1999 aprile 18 Referendum. Un piccolissimo obolo per cambiare la politica

1999 aprile 18 – Referendum – Un piccolissimo obolo per cambiare la politica

Si, oggi andrò a votare con qualsiasi tempo, e voterò si. Non credo sia il D.Day per l’Italia, né mi
sento il soldato Ryan che sbarca sulla spiaggia dei partiti, ma nutro la speranziella che il mio
piccolo obolo elettorale serva a migliorare un pezzo di politica. Tutto qua, però importante. La
democrazia è un gioco di pazienza in cui ogni tessera conta e fa regola.
Nelle ultime ore, confesso di aver anche un conto personale da regolare in cabina con l’onorevole
Dario Franceschini, che del Partito Popolare ( Ppi) dev’essere un pezzo grosso, e con il senatore
Domenico Contestabile, vice presidente del Senato non un pinco pallino, uno di quei dirigenti di
Forza Italia che si sono schierati per il no. Entrambi servono magnificamente a illustrare il livello
degli argomenti raggiunto dalla campagna contro il “si” al referendum.
Vediamo. L’occhiuto Franceschini ha un’idea fissa: “Il quesito del referendum è davvero
incomprensibile, basti pensare che per leggerlo tutto, sulla scheda, occorrono più di 15 minuti”.
Dal che si ricava che è stato l’unico in Italia a leggerselo mentre il 75% degli Italiani, pur non
avendolo letto, dichiara di aver compreso che cosa si vota oggi (ultimo sondaggio del professor
Mannheimer).
Ora, se l’onorevole Franceschini ha bisogno di sorbirsi 15 minuti di formule e commi per afferrare
di cosa stiamo discutendo con il “si” o il “no”, questo è un limite tutto suo, del quale fortunatamente
non soffre il 75% degli italiani. Ma l’aspetto politicamente più scandaloso consiste nel fatto che la
formulazione di un quesito semplicissimo non dipende affatto dai referendari, ma dai partiti come il
suo.
L’articolo 75 della Costituzione dice: “La legge determina le modalità di attuazione del
referendum”.
Le leggi le fa il Parlamento; se vuole, il Parlamento fa quel che gli pare e “attua”la Costituzione
semplificando in due-righe-due i quesito di questo o quel referendum. I partiti cosa aspettano a
rendere le schede meno illeggibili, i “740” meno “lunari”, e via elencando a iosa? Il Parlamento è
tutto loro.

####

> _Serie di esercizi_
**A)** Nel brano sul referendum, quanto tempo serve secondo Franceschini per leggere tutto il quesito sulla scheda?
**B)** Riprendi il brano sul referendum dopo la sua ultima frase e scrivi un breve seguito nello stesso tono.

####

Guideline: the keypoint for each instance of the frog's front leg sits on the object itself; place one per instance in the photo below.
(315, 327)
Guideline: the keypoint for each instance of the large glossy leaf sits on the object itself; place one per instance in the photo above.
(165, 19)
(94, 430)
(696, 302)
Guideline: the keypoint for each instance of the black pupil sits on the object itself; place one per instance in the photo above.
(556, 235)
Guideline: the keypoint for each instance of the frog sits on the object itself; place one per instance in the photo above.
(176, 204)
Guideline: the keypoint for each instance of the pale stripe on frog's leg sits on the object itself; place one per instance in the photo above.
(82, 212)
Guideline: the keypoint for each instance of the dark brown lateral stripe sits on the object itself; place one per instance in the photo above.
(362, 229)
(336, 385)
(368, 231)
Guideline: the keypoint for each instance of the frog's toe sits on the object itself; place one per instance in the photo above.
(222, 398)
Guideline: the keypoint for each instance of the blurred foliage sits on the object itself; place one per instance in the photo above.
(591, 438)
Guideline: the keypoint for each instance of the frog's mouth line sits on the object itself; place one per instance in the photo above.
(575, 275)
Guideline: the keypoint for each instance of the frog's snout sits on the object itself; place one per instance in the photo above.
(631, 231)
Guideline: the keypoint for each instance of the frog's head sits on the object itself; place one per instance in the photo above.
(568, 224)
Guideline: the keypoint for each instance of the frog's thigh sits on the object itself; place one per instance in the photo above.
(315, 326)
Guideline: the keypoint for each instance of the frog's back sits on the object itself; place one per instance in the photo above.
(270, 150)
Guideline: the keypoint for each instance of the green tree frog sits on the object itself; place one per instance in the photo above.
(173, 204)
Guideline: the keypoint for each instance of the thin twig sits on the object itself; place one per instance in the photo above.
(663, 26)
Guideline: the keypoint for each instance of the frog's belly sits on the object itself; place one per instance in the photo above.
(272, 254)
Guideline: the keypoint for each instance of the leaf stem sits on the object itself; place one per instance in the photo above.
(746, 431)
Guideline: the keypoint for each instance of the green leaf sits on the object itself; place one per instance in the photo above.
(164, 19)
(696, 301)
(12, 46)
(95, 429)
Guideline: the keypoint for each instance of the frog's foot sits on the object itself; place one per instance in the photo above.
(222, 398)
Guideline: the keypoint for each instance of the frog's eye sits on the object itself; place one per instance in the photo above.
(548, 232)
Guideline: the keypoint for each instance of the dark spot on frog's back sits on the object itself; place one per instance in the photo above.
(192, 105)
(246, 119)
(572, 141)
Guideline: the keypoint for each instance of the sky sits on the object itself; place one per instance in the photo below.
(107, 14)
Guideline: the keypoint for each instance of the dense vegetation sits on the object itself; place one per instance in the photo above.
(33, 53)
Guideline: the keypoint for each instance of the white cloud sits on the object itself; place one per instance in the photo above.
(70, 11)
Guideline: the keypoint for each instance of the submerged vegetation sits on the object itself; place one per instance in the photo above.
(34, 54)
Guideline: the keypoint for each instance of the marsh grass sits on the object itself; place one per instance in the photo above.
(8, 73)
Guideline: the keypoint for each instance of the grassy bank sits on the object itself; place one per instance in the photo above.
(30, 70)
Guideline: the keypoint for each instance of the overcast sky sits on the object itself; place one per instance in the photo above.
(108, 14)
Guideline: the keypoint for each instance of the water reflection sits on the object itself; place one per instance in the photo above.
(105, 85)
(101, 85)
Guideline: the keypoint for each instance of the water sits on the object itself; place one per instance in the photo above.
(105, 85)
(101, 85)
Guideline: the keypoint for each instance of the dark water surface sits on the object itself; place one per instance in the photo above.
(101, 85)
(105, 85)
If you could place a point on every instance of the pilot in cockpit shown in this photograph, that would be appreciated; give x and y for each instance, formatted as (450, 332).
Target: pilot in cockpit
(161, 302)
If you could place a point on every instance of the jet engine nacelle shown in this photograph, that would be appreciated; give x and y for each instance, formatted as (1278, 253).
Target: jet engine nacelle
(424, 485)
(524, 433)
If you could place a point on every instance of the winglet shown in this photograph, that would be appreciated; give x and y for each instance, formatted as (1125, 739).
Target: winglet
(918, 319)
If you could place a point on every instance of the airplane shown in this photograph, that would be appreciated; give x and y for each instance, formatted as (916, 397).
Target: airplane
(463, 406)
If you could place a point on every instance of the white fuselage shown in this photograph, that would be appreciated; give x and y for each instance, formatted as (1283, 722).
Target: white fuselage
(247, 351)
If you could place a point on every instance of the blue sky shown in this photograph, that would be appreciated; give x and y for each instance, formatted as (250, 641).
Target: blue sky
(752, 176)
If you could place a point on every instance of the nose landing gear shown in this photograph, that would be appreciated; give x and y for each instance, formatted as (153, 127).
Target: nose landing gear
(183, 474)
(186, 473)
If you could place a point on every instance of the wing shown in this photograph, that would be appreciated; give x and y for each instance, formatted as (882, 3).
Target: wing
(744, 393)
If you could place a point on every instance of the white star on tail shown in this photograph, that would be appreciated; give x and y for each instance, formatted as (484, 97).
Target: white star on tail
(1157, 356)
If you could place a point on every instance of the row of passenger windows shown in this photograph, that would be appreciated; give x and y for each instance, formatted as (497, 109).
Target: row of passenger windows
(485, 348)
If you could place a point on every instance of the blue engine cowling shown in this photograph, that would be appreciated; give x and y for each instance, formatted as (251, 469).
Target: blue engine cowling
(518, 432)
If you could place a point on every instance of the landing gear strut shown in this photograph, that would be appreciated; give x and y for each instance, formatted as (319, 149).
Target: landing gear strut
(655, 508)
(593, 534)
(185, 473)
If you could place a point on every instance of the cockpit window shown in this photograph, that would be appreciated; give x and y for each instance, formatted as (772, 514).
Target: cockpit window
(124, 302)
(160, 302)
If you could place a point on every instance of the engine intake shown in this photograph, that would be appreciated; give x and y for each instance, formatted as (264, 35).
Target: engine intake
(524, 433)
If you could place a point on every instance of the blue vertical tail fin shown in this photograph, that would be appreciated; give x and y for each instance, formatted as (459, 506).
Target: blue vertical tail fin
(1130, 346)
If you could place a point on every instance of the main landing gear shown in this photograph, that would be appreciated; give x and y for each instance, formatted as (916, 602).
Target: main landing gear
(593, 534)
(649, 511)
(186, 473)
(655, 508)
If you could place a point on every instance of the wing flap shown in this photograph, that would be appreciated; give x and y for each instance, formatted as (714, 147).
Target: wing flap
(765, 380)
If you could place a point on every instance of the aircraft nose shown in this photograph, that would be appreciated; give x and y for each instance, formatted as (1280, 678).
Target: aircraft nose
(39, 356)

####

> _Soluzioni degli esercizi_
**A)** Più di 15 minuti.

**B)**
La dilagante incomprensibilità dei testi di legge, come dei quesiti referendari, dipende soltanto dai
Franceschini di turno, fra l’altro in un partito di maggioranza e di governo. Loro hanno il potere
legislativo di evitare letture contronatura, non i cittadini che subiscono piccole e grandi angherie: i
referendum altro non sono che la disperante certificazione di tanta inefficienza.
Ma questo è anche il nocciolo del referendum di oggi. Chi andrà a votare, sfuggendo allo
scetticismo di massa; chi voterà “si”, sconfiggendo i tutori del comodo status quo, spera più che
altro di riaccendere il riformismo. Ossia, tenta di spingere il Parlamento più conservatore d’ Europa
a darsi uno scossone maggioritario. Se passa il “quorum”, se cioè voterà il 50% più uno degli aventi
diritto al voto, è l’idea della picconata che ripassa, non un distinguo da tecnici sui meccanismi della
legge elettorale. Tra una lettura e l’altra, l’onorevole Franceschini si è distratto, e la cosa gli è
sfuggita; non solo a lui, purtroppo.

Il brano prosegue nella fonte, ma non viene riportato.